Available records below:
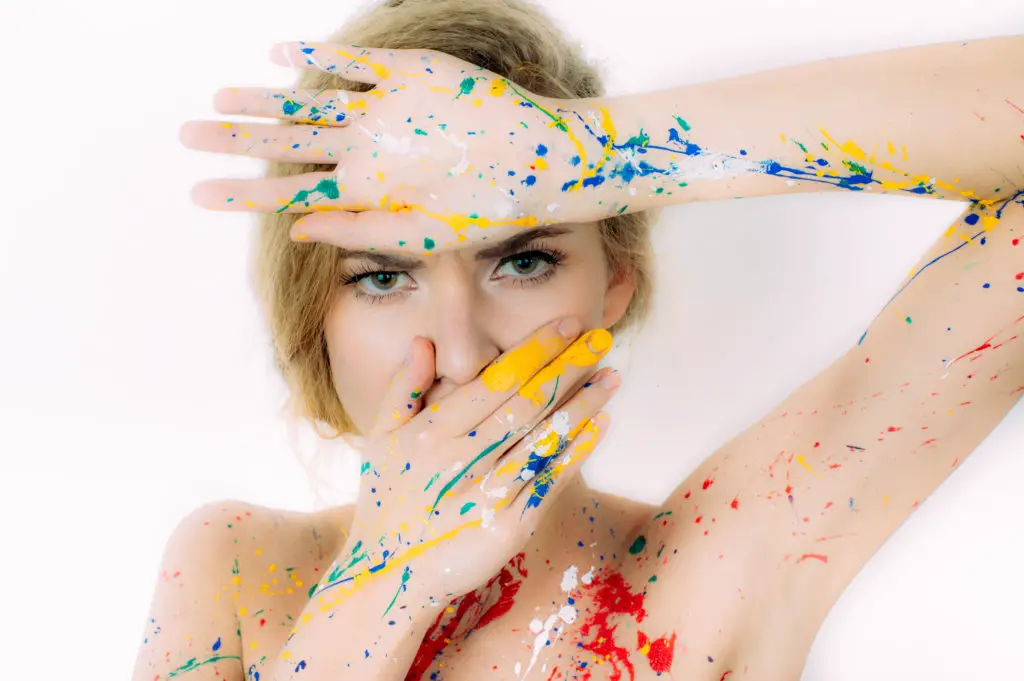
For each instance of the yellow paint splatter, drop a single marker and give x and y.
(528, 366)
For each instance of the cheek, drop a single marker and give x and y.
(363, 364)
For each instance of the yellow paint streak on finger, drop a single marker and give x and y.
(525, 365)
(579, 353)
(379, 69)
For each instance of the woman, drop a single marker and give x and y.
(474, 549)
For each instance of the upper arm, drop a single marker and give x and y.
(773, 525)
(192, 626)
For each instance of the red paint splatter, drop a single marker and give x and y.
(438, 636)
(611, 596)
(660, 652)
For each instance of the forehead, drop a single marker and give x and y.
(486, 249)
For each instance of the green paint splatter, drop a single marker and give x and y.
(465, 87)
(404, 580)
(327, 186)
(638, 545)
(462, 473)
(192, 665)
(642, 139)
(855, 167)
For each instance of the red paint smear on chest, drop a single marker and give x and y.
(438, 636)
(611, 595)
(660, 652)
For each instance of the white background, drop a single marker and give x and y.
(135, 378)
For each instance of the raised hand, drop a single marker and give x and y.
(438, 153)
(453, 492)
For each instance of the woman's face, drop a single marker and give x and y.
(472, 303)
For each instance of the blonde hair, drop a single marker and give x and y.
(296, 283)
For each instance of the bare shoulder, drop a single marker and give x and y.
(192, 624)
(261, 563)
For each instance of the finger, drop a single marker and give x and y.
(292, 143)
(543, 392)
(548, 440)
(330, 108)
(295, 194)
(400, 228)
(523, 382)
(467, 406)
(361, 65)
(403, 396)
(548, 485)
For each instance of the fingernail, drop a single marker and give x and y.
(569, 327)
(611, 380)
(598, 340)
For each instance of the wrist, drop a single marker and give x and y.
(593, 176)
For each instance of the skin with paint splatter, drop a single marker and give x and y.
(781, 518)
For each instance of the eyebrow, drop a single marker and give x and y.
(510, 246)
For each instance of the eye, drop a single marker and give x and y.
(524, 268)
(526, 263)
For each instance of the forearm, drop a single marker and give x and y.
(943, 121)
(369, 632)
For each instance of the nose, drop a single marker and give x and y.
(460, 326)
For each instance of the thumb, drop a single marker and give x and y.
(403, 397)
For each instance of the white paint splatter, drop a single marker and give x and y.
(569, 578)
(393, 144)
(463, 164)
(589, 577)
(542, 631)
(713, 165)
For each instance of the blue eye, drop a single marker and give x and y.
(383, 283)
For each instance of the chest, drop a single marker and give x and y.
(657, 603)
(583, 623)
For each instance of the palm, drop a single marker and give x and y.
(450, 146)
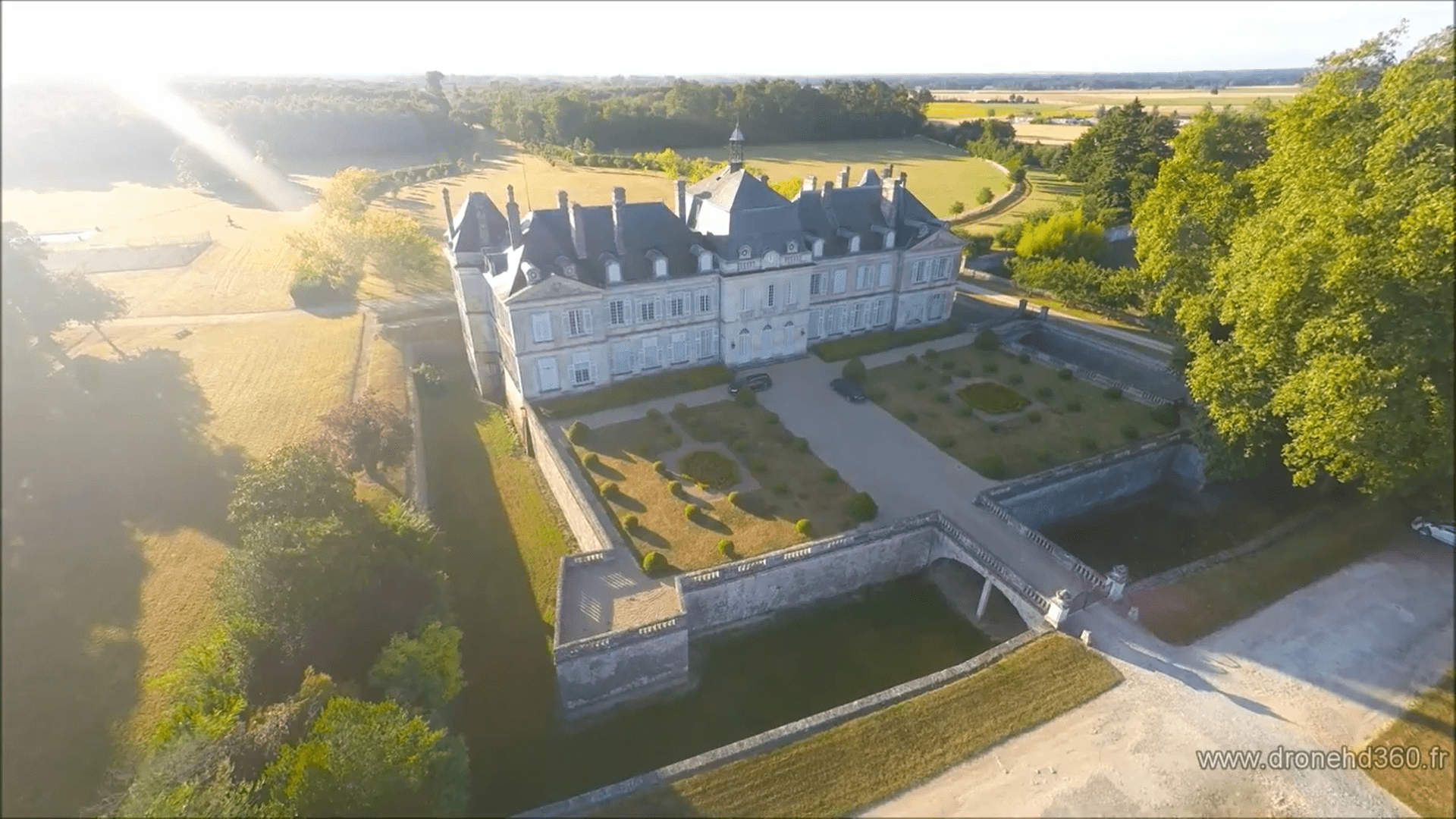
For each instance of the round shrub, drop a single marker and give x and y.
(992, 466)
(653, 563)
(862, 507)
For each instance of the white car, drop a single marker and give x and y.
(1443, 532)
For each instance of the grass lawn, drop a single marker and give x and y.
(1201, 604)
(1022, 445)
(1426, 725)
(871, 758)
(938, 175)
(791, 484)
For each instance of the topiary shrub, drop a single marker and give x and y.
(1165, 414)
(654, 563)
(992, 466)
(862, 507)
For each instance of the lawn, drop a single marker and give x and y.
(1022, 444)
(938, 175)
(1426, 725)
(777, 487)
(854, 765)
(111, 576)
(1204, 602)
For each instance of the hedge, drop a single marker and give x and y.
(842, 349)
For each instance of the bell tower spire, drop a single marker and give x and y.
(736, 149)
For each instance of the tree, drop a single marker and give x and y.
(1203, 191)
(1329, 324)
(370, 760)
(367, 435)
(1063, 237)
(421, 672)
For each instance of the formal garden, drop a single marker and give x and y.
(1006, 416)
(710, 484)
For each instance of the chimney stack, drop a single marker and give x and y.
(619, 199)
(513, 216)
(579, 232)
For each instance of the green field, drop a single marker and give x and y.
(938, 175)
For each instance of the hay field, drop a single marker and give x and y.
(938, 175)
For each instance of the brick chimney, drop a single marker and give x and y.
(619, 199)
(513, 216)
(579, 232)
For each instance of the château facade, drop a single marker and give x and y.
(580, 297)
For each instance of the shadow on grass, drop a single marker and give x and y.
(95, 458)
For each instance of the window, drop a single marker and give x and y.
(582, 369)
(579, 322)
(541, 327)
(620, 360)
(546, 379)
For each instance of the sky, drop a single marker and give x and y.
(83, 39)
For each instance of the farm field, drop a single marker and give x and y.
(938, 175)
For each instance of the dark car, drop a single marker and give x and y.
(756, 382)
(849, 390)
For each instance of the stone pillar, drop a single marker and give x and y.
(1057, 613)
(1116, 582)
(986, 598)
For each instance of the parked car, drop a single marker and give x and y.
(756, 382)
(849, 390)
(1443, 532)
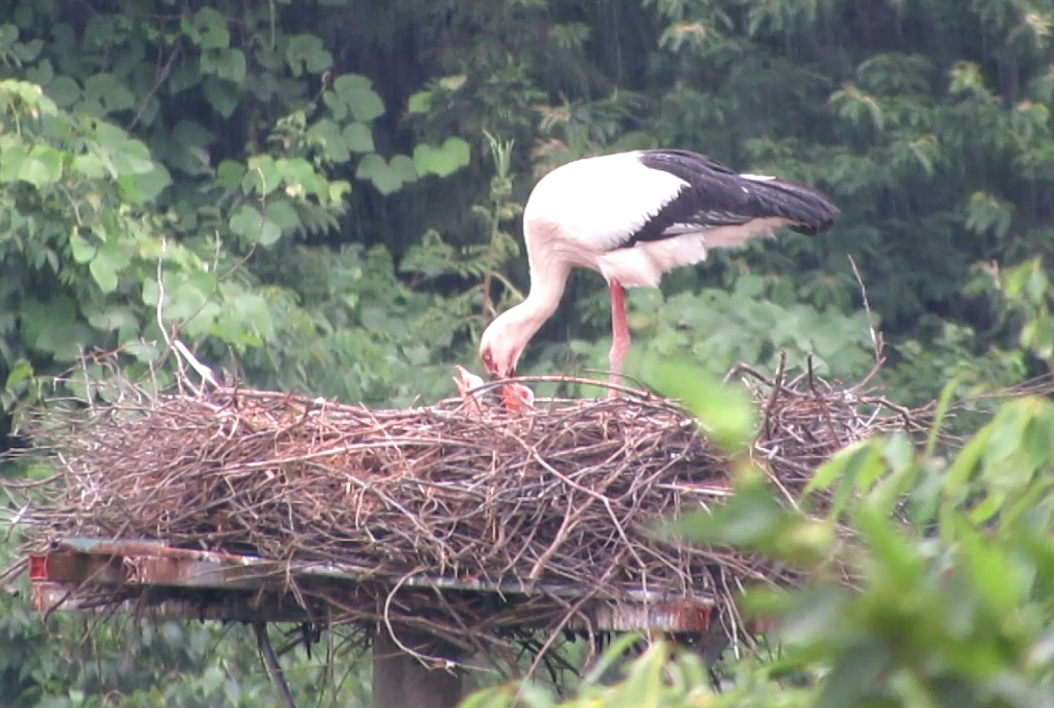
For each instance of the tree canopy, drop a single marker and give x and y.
(323, 196)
End of Available records.
**Required work:** Please return only the lines running from the line with "For each instance of the parked" to the final line of the data, both included, exactly and without any pictures.

**Exercise response:**
For each instance of the parked car, drop a single marker and give x and y.
(756, 382)
(849, 390)
(1443, 532)
For each instance of the tree canopy, drop a single marker and give x and y.
(323, 196)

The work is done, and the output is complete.